§ **PROBLEM**
The records are to be reproduced verbatim.

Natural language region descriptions
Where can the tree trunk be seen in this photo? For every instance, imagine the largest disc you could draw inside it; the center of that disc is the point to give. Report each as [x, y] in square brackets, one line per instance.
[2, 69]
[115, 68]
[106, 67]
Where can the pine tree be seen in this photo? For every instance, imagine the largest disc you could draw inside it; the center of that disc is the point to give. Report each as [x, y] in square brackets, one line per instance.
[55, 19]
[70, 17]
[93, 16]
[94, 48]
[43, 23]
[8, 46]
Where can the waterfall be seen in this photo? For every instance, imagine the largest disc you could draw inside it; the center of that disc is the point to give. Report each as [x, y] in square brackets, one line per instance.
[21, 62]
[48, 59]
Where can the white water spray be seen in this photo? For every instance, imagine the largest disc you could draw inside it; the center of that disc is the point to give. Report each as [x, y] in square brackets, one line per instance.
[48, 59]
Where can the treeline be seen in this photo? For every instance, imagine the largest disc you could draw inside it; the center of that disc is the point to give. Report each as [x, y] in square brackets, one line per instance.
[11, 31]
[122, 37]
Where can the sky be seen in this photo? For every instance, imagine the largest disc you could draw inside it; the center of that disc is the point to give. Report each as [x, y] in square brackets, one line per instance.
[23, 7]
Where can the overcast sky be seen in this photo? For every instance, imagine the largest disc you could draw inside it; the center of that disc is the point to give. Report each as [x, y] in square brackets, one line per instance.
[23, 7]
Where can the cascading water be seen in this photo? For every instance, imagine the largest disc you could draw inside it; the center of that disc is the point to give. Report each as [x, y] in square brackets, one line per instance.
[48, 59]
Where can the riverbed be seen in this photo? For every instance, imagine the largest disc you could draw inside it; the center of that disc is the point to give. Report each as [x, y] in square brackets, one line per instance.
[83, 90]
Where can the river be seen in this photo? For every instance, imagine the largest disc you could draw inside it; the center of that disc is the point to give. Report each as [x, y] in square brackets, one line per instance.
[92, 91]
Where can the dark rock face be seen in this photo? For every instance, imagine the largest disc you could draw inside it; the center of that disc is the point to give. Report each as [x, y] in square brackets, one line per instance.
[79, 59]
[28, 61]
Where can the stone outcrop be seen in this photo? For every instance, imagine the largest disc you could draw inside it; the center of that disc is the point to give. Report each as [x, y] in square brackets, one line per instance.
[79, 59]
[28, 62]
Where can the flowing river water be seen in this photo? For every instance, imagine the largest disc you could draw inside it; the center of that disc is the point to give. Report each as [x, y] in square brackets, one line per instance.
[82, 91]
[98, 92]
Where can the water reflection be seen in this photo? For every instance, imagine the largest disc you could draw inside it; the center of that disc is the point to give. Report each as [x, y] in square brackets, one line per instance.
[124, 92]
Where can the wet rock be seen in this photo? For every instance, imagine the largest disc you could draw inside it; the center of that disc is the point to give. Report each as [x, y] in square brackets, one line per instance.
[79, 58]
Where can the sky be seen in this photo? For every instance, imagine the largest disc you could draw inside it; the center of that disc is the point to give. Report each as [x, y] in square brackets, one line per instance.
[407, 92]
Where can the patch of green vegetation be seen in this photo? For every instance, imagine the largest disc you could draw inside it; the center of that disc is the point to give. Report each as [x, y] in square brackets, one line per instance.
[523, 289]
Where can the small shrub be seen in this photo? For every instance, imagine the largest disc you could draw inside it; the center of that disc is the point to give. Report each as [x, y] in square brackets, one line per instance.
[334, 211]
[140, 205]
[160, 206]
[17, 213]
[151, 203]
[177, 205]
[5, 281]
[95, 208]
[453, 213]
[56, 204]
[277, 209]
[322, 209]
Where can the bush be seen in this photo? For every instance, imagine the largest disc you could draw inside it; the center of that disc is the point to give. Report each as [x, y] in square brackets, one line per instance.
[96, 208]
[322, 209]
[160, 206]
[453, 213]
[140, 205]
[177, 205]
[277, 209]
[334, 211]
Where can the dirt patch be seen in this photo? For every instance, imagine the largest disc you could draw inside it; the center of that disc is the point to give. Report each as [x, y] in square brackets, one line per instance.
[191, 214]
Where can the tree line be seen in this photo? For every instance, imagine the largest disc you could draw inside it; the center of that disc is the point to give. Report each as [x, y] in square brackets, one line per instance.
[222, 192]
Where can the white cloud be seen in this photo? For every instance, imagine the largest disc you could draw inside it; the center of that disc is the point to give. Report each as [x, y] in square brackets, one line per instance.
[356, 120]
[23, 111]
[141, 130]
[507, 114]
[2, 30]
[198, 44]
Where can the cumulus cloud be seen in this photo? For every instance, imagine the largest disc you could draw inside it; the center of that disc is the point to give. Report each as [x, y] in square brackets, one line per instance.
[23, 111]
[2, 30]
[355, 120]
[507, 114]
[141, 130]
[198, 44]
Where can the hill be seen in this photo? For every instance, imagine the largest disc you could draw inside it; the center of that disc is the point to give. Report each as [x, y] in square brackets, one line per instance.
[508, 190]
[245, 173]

§ **OUTPUT FOR THIS TASK**
Where can the tree trunk be seen in this photo? For every instance, imagine the largest disc you could draw inside it; the center of that disc is the point to give. Report each as [x, y] in square brackets, one line per instance.
[2, 69]
[115, 68]
[106, 67]
Where can the pine tree be seen in this photo? For every instance, imagine the largest disc you could draw inside it; the center of that disc is the point to give. Report each as [x, y] in square brackets, one line per instance.
[55, 19]
[70, 17]
[93, 16]
[94, 48]
[43, 23]
[8, 46]
Where can the waterfall be seen in this photo? For every instance, imagine the largest disc you could draw inside it; the center of that disc is the point to give. Report each as [x, y] in square brackets, one line per instance.
[21, 62]
[48, 59]
Where can the white water spray be seen in this photo? For every instance, imagine the largest disc you could draw inside it; the center of that disc is the point to give. Report each as [x, y] in square brackets, one line per instance.
[48, 59]
Where can the treeline be seen in this photo? For every instance, imagine the largest disc you could draw inside it; the center of that disc is the point to give. Report each as [x, y] in square brackets, one line per instance.
[11, 31]
[122, 37]
Where can the sky be seen in this photo? For every instance, imagine the largest disc you could draw inside it; the center of that disc is the point to give. Report each as [x, y] in square brackets, one line per instance.
[23, 7]
Where can the overcast sky be seen in this photo? For every instance, imagine the largest disc you could draw inside it; the center of that disc is the point to give. Report each as [x, y] in square brackets, one line per instance.
[23, 7]
Where can the cascading water be seen in this photo? For every instance, imagine the largest disc you could draw inside it; the center of that disc is the point to give. Report each as [x, y] in square brackets, one line per instance.
[48, 59]
Where can the riverbed be seen in this photo? For every instance, imagine the largest disc you could draw inside it; the center of that disc is the point to give. Report each as [x, y] in square brackets, one line per instance.
[83, 90]
Where can the river be seen in this photo? For every instance, imagine the largest disc you could draw inside it; the center of that disc is the point to give. Report each as [x, y] in square brackets, one line per instance.
[92, 91]
Where can the dark rock face be seen in this photo? For every instance, imagine the largest disc you could draw inside it; the center of that disc is the point to give. Report each as [x, y] in square brackets, one line per instance.
[79, 59]
[28, 61]
Where can the stone outcrop be seen in this photo? For every instance, imagine the largest disc you could draw inside it; the center of that disc is the point to give. Report each as [x, y] in square brackets, one line per instance.
[79, 59]
[28, 62]
Where can the flowing river water be seen in this photo? For every instance, imagine the largest disc you could draw inside it; the center of that disc is the point to give. Report each as [x, y] in square brackets, one line per instance.
[82, 91]
[98, 92]
Where can the water reflection be seen in this photo? For every instance, imagine the largest disc you could draw inside it; the center of that disc is the point to give. Report each as [x, y] in square brackets, one line per instance.
[124, 92]
Where can the wet rock be seen in this photo? For every instance, imagine the largest disc you could draw inside it; the center of that disc is the point to give. Report each as [x, y] in square brackets, one line per instance.
[79, 58]
Where can the sky be seen in this photo? For every instance, imagine the largest disc you could draw inside it; the center of that disc is the point to give. Report each as [x, y] in square brackets, one line per instance.
[407, 92]
Where can the patch of green vegetation be seen in this photo? For every instance, imagine the largest disc you could draw inside it; the center of that disc is the point to give. Report each as [x, y] in square brackets, one line per instance.
[523, 289]
Where can the small shrub be seen in this photo? For every instance, imagine the largest disc you could draw inside it; the center of that disc is the point to give. Report each as [x, y] in square brackets, one line per instance.
[334, 211]
[140, 205]
[160, 206]
[17, 213]
[151, 203]
[177, 205]
[5, 281]
[95, 208]
[453, 213]
[56, 204]
[277, 209]
[322, 209]
Where can the bush be seen in this photo? For every instance, imagine the largest disc you could draw inside it; the center of that disc is the point to give. Report each as [x, y] in square brackets, one line per instance.
[96, 208]
[322, 209]
[160, 206]
[453, 213]
[140, 205]
[177, 205]
[277, 209]
[334, 211]
Where can the dirt patch be seen in this photo? For every instance, imagine the largest disc you could draw inside it; the center of that disc is the point to give. Report each as [x, y] in square brackets, one line per instance.
[191, 214]
Where can the tree line be seen in this photo? For every instance, imagine the largest disc you could draw inside it; the center of that disc is the point to give. Report each as [x, y] in square brackets, one line per instance.
[222, 192]
Where can the white cloud be seen in this photo? For every instance, imagine the largest disc you could draw inside it; the center of that disc is the point to give. Report each as [x, y] in square brackets, one line per instance.
[356, 120]
[23, 111]
[141, 130]
[507, 114]
[2, 30]
[198, 44]
Where can the cumulus cloud be seen in this photo? For every instance, imagine the largest disc you could draw inside it; the center of that disc is the point to give. Report each as [x, y] in square brackets, one line per instance.
[23, 111]
[2, 30]
[355, 120]
[507, 114]
[141, 130]
[198, 44]
Where can the hill be seen in this photo? For every instance, imagine the largest disc you could draw inside it; the center of that disc is the point to give. Report each as [x, y] in square brackets, one line per instance.
[508, 190]
[245, 173]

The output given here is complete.